» What you have to do
Write out each of the rows below without changing anything.

» Records supplied
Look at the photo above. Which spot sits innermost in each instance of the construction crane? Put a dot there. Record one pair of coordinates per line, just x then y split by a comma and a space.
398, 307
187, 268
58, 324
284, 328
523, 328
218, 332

» Exercise output
Look at the photo above. Which spot sits innermost in each instance of the construction crane? Put a dot there. Record one pair of coordinates per line, just x then y split by a comma and a space.
398, 307
187, 268
58, 324
284, 328
523, 328
218, 332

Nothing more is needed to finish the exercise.